From Mass Graves to Mass Incarceration

President Nayib Bukele came to power in El Salvador on a promise of ending gang violence. He succeeded, turning a state that was the world’s murder capital into to one with one of the lowest homicide rates in the Western Hemisphere. But in the process, he systematically dismantled democratic checks and balances and arbitrarily detained tens of thousands of people, including children. El Salvador now has the highest rate of incarceration in the world.

What’s to be done when an elected leader attacks human rights, yet remains wildly popular? That question is personal to Agustín, a Salvadorian teenager who spent his whole life trying to avoid gangs but was wrongly detained in Bukele’s crackdown.

Juanita Goebertus Estrada: Director of Human Rights Watch’s Americas Division;
José Miguel Cruz: Director of Research at Florida International University's Kimberly Green Latin American and Caribbean Center 

Transcript

Host: Let’s say you’re a teenager living in El Salvador. Gen Z. You are creative, into football, kind of shy. You’re 16. And then one day…. soldiers stop you for no reason. They stuff you in a car ...  

 

Juanita: … and they took him through a road that was empty, that was isolated. 

 

Host: This is Juanita Goebertus, the America's Director for Human Rights Watch. And this is a true story.
= = = = = = =
### [CHALLENGES]
1. Please list every trait the host gives the imagined teenager in the El Salvador transcript before the soldiers appear.
2. Write the next part of the El Salvador transcript, starting right after the host's line "And this is a true story."

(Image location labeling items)
= = = = = = =
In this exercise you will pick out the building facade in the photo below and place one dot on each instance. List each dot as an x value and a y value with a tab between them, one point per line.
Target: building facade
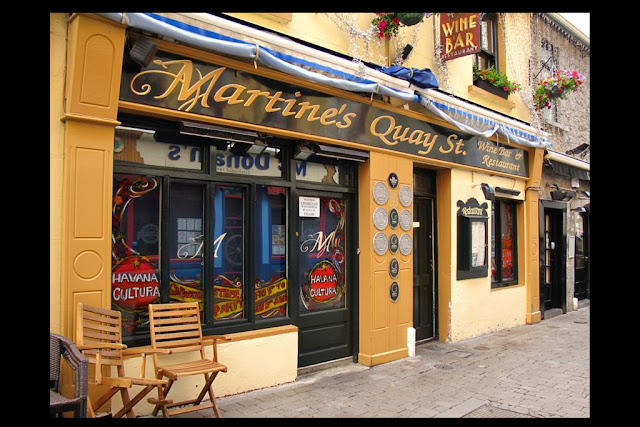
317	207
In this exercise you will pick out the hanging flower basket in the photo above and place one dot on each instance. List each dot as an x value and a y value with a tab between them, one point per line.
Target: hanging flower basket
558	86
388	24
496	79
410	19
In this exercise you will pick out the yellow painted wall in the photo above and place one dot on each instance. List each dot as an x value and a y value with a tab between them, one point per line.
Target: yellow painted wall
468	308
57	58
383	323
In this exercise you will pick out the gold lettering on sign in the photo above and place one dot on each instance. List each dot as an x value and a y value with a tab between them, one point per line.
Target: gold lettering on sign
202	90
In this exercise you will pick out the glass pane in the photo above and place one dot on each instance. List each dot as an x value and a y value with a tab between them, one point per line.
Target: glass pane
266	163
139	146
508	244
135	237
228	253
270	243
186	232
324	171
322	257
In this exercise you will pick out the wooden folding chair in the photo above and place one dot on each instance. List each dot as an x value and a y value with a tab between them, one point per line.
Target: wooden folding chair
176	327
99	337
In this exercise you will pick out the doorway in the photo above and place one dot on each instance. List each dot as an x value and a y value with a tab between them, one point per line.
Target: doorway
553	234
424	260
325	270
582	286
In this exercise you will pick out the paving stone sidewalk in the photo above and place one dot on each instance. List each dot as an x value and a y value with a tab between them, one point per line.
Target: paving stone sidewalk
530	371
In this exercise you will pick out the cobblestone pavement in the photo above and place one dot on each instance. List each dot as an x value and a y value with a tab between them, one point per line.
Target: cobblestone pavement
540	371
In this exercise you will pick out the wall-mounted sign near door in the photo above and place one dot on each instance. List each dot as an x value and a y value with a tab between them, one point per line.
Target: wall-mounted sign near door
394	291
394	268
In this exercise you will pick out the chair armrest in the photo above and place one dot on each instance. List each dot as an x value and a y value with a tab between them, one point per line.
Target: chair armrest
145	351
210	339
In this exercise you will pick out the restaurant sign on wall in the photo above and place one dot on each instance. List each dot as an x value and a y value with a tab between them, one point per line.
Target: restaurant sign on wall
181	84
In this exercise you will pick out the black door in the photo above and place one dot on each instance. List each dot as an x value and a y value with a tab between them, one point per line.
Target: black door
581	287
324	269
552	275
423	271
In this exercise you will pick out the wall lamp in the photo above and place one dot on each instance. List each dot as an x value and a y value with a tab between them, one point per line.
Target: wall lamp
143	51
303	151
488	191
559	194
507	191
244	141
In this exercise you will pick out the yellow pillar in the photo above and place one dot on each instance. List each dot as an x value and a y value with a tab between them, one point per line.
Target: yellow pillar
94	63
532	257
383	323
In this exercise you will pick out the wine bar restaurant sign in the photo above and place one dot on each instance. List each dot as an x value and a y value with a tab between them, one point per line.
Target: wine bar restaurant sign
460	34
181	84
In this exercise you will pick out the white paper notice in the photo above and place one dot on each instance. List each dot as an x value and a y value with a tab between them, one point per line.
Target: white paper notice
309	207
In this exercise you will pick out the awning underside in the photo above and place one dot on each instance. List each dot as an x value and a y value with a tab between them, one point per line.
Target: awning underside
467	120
= = = = = = =
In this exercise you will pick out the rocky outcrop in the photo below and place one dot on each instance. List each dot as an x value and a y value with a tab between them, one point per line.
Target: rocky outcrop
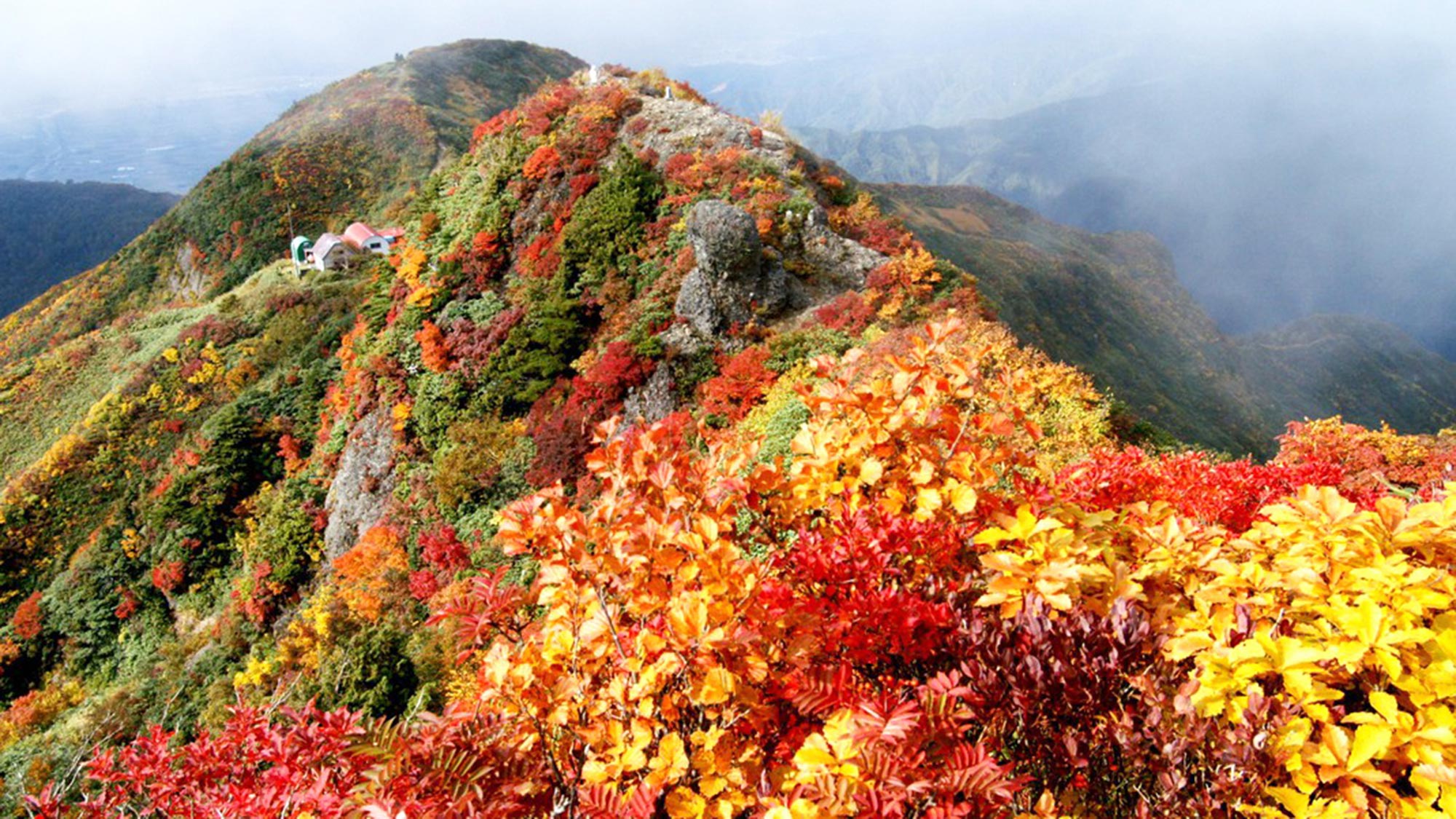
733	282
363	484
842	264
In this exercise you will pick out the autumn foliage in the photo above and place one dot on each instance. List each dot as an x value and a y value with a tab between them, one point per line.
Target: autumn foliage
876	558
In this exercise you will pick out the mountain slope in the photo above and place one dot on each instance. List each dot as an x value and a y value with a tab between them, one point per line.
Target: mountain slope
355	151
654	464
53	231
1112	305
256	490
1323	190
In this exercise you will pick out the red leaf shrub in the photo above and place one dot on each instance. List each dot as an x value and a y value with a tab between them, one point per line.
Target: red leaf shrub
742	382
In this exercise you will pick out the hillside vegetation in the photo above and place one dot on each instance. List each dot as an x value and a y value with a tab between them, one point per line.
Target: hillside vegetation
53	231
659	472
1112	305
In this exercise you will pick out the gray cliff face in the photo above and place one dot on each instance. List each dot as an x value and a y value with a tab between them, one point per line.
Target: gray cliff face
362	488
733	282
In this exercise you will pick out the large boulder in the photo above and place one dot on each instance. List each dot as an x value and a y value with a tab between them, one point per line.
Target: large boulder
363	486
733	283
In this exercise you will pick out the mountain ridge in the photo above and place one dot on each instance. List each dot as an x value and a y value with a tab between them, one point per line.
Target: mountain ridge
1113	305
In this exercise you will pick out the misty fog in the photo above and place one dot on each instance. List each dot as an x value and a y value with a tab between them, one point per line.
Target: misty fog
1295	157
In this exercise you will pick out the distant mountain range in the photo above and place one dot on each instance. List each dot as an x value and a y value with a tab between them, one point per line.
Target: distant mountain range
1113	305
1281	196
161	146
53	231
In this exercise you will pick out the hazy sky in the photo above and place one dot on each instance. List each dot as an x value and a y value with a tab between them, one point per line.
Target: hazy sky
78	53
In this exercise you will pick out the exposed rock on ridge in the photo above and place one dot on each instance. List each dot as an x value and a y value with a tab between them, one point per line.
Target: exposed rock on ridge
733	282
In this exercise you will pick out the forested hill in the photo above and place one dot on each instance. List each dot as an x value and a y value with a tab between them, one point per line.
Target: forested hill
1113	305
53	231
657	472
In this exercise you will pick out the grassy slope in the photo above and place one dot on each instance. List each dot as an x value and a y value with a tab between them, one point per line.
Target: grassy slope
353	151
= = = = = = =
### [EXERCISE ANSWERS]
1. Gen Z; creative; into football; kind of shy; 16 years old

2.
Juanita: They took him out of the car, pointed a gun to his head, and pretended that they were shooting him, making him believe that he was going to die in that instant. He specifically told us to see the soldier laughing at him of how painful and how in fear he was at this moment. Uh, then afterwards they made him run, uh, with his feet tied up and, and again, continue to laugh at, at him 

 

Host: Then they take you to jail. That story is the story of what happened to a kid we’re going to call Agustín. And wrapped inside Agustín’s story is the rise of a politician who rode to power on a wave of populism, on the promise to crack down on gang violence, without regard to the thousands of innocent people, innocent kids, who were rounded up along the way.  

This is Rights & Wrongs, a podcast from Human Rights Watch. I'm Ngofen Mputubwele. I am a writer, a lawyer, and a radio producer. Human Rights Watch asked me to look at human rights hotspots around the world through the eyes and ears of the people on the front lines of history. 

 

Ngofeen: Can you tell me, there's a young man named Agustín.    

 

Host: So, Agustín, the Gen Z kid we talked about before, he’s been through A LOT…  

 

Agustín: …Al principio yo me sentía tranquilo.   

 

Juanita: Agustín grew up in Cuscatancingo .  .  .   

 

Agustín: …en Cuscatancingo… 

 

Host: Cuscatancingo - that’s a small town just outside of the capital, San Salvador. Juanita told me it’s a place that was completely controlled by “maras,” or gangs…   

 

Juanita: They've controlled everything from how people should dress, how they should walk., how they should talk, really. And when he was only 12 years old, they attempted to recruit him.   

 

Agustín: Esos muchachos...  

 

Host: These interactions with gangs, they became a regular part of Agustín’s life.  He described them for Human Rights Watch…  

 

Agustín: Me ofrecieron un cigarro... 

 

Juanita: He was only 12 years old. They attempted to recruit him. A group of gang members offered sneakers and access to cigarettes and clothing in exchange for him joining the gang.   

 

Agustín: y yo les dije que no ...  

 

Juanita: At the time, um, he was able to refuse and continue with his life.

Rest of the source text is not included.